▸ **What is being asked**:
Quote the entire listing below word for word, omitting the pictures.

[Stored data]
* Begin *

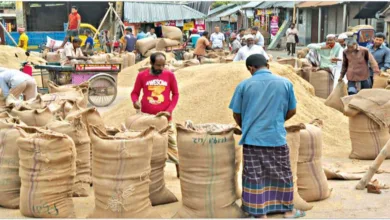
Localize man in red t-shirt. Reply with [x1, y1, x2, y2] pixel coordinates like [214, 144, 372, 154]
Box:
[61, 6, 81, 48]
[131, 52, 179, 177]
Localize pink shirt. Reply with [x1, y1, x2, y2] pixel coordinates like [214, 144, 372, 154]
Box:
[131, 69, 179, 120]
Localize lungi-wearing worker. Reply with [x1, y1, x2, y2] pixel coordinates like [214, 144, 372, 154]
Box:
[229, 54, 305, 218]
[0, 67, 37, 100]
[131, 52, 179, 176]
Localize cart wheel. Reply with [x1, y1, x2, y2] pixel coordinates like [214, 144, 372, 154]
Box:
[88, 76, 117, 107]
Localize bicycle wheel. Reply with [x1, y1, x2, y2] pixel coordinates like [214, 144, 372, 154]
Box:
[88, 76, 117, 107]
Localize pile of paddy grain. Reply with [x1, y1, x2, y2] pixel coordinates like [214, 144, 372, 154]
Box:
[103, 62, 351, 157]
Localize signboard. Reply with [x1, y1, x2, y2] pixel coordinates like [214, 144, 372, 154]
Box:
[183, 21, 195, 31]
[195, 19, 206, 30]
[270, 16, 279, 38]
[176, 20, 184, 27]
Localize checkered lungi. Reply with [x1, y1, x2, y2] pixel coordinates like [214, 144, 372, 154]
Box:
[242, 145, 294, 216]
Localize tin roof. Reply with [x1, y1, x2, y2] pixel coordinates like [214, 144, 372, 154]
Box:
[124, 2, 206, 23]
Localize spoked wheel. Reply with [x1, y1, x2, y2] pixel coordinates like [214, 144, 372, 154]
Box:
[88, 76, 117, 107]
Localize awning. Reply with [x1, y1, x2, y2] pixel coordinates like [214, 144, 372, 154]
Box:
[353, 2, 389, 19]
[206, 5, 241, 22]
[297, 1, 343, 8]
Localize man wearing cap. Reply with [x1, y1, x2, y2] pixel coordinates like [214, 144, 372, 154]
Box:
[339, 38, 380, 95]
[307, 34, 343, 99]
[367, 32, 390, 85]
[0, 67, 37, 101]
[18, 27, 28, 51]
[229, 54, 305, 218]
[61, 6, 81, 48]
[230, 33, 242, 54]
[61, 37, 92, 66]
[233, 34, 269, 62]
[122, 27, 137, 52]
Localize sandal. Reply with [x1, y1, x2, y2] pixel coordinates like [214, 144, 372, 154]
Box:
[284, 209, 306, 218]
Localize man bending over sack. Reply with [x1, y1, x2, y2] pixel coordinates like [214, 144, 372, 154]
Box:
[131, 52, 179, 177]
[0, 67, 37, 101]
[339, 39, 380, 95]
[61, 37, 92, 66]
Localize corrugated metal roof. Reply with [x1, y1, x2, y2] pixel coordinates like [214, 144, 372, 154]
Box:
[242, 1, 264, 9]
[124, 2, 206, 23]
[297, 1, 344, 8]
[206, 5, 241, 22]
[257, 2, 275, 9]
[207, 4, 235, 16]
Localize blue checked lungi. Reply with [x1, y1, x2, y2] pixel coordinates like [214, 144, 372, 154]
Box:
[242, 145, 294, 216]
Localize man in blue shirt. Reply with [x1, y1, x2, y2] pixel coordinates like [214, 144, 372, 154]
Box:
[367, 33, 390, 85]
[229, 54, 305, 218]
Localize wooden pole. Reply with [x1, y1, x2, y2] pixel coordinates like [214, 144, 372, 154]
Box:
[356, 140, 390, 190]
[0, 22, 18, 46]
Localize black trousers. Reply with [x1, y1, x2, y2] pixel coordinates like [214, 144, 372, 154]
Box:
[287, 43, 297, 54]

* End *

▸ **Complete output**:
Localize man in red t-shirt. Reply with [x1, y1, x2, y2] pixel coordinates like [214, 144, 372, 154]
Box:
[61, 6, 81, 48]
[131, 52, 179, 177]
Localize pink shirt. Reply with [x1, y1, x2, y2] pixel coordinates like [214, 144, 372, 154]
Box:
[131, 69, 179, 120]
Localize lungi-wearing worker. Reply with [x1, y1, x2, y2] pixel coordinates like [214, 144, 372, 154]
Box:
[229, 54, 305, 218]
[0, 67, 37, 100]
[131, 52, 179, 176]
Localize cart wheel. Reply with [x1, y1, x2, y2] pixel coordinates like [214, 144, 372, 154]
Box:
[88, 76, 117, 107]
Localize bicycle wheel. Reply with [x1, y1, x2, y2] pixel coordinates like [214, 144, 372, 154]
Box:
[88, 76, 117, 107]
Localize pile of paddy grain. Reply with [x1, y1, x2, y2] pixel coordinates like [214, 144, 372, 154]
Box:
[103, 62, 351, 157]
Localize signboard. Reply with [x1, y1, x2, y2] pixel coordinates like [214, 144, 372, 154]
Box:
[183, 21, 195, 31]
[195, 19, 206, 30]
[270, 16, 279, 38]
[176, 20, 184, 27]
Localize checkered lungi. Reply with [x1, y1, x2, y2] pixel coordinates like [214, 144, 372, 154]
Box:
[242, 145, 294, 216]
Localize tin roof. Reply with [x1, y1, x2, y2] pixel coordinates like [214, 144, 372, 154]
Box:
[124, 2, 206, 23]
Localize spoked wheel. Reply with [x1, y1, x2, y2] pixel coordinates like [214, 144, 372, 154]
Box:
[88, 76, 117, 107]
Localize awning. Reply with [x1, y1, x2, y2] pixel coordinates like [214, 144, 372, 154]
Box:
[353, 2, 389, 19]
[206, 5, 241, 22]
[297, 1, 343, 8]
Localize man wearing cap. Reply with [x1, y1, x2, y2] pixel coordinates like [214, 144, 372, 154]
Box:
[339, 38, 380, 95]
[307, 34, 343, 99]
[367, 32, 390, 85]
[0, 67, 37, 101]
[18, 27, 28, 51]
[229, 54, 305, 218]
[61, 6, 81, 48]
[230, 33, 242, 54]
[61, 37, 92, 66]
[233, 34, 269, 62]
[122, 27, 137, 52]
Localize sandal. Reply with [x1, y1, x2, y2] pixel coordinates like [214, 144, 372, 154]
Box:
[284, 209, 306, 218]
Localize man bending over sack. Reply with [x1, y1, x2, y2] pixel coordinates like [214, 144, 372, 154]
Box:
[131, 52, 179, 177]
[0, 67, 37, 101]
[339, 39, 380, 95]
[61, 37, 92, 66]
Localize corrugated metal roof. Reply with [x1, y1, x2, y2] pixel coordinates like [214, 144, 372, 154]
Box:
[242, 1, 264, 9]
[124, 2, 206, 23]
[297, 1, 344, 8]
[206, 5, 241, 22]
[257, 2, 275, 9]
[207, 4, 235, 16]
Localize blue checked lungi. Reply with [x1, y1, x2, y2] pixel coordinates like [214, 144, 372, 154]
Box:
[242, 145, 294, 216]
Localize man in blue shirt. Reply with [x1, y1, x2, y2] pixel coordinates like [214, 144, 372, 154]
Box:
[367, 33, 390, 85]
[229, 54, 305, 218]
Localize wooden pole. Reply with [x1, y1, x2, y2] pixel coordinates like [214, 144, 372, 154]
Box:
[356, 140, 390, 190]
[0, 22, 18, 46]
Localize black trousers. Reply with [x1, y1, x2, y2] pixel coordinates like [214, 144, 372, 154]
Box:
[287, 43, 297, 54]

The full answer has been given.